> Objectives
[1] In the passage on consumer biases, what do companies deploy to find new and better ways of playing the game?
[2] Decide whether each statement agrees with the passage on consumer biases: (a) Wanting to bolster brand reputation may give suppliers an incentive not to exploit consumer biases. (b) When consumers can be offered different prices, active consumers protect the inert. (c) If all firms seek to exploit the bias, adding more firms helps.

> Page excerpt
** Start **
Moreover, suppliers may wish to bolster brand reputation, and this may provide an incentive not to exploit consumer biases. And in some cases it may only require a minority of informed and active consumers to provide sufficient price arbitrage to ensure a good market outcome for all.

But importantly there is the real possibility that a market correction is not forthcoming. Consumers will find it hard to adjust their biases when purchases are infrequent, so that learning is limited. If the losses are small for each individual but spread across a very large number, the consumer detriment may be appreciable but not enough to trigger a response by individual consumers. And if consumers do learn and adjust, they may find the companies one step ahead as they deploy increasing processing power to find new and better ways of playing the game – the world of big data. If consumers can be offered different prices, as can happen in offline markets but is increasingly prevalent in online markets, then active consumers will not protect the inert: indeed on the contrary, competitive markets may well mean that active consumers benefit at the expense of the inert. And if all firms seek to exploit the bias, then increasing the number of firms will not help – indeed there are theoretical models that suggest more firms may worsen the market outcome.
** End **
> Dataset rows on where objects appear
** Start **
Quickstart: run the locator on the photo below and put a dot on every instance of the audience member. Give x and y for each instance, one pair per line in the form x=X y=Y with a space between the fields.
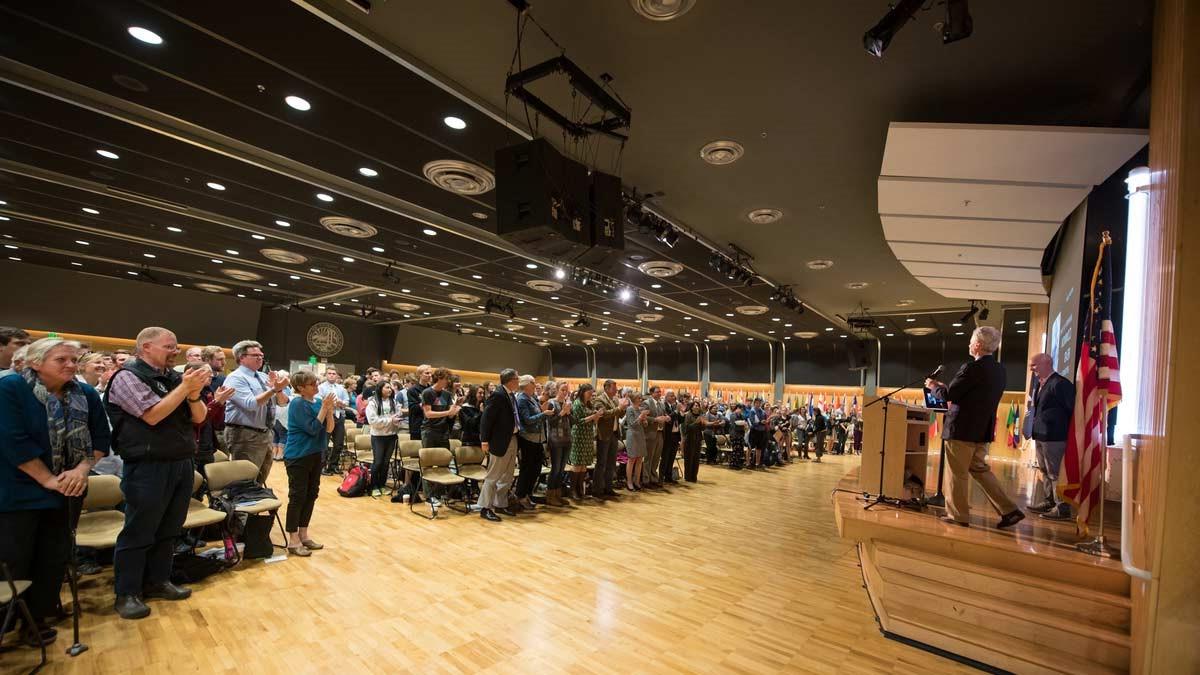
x=52 y=430
x=310 y=420
x=970 y=425
x=153 y=410
x=498 y=430
x=250 y=413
** End **
> Task-by-task answers
[1] Increasing processing power.

[2]
(a) Yes: "suppliers may wish to bolster brand reputation, and this may provide an incentive not to exploit consumer biases"
(b) No: "then active consumers will not protect the inert"
(c) No: "if all firms seek to exploit the bias, then increasing the number of firms will not help"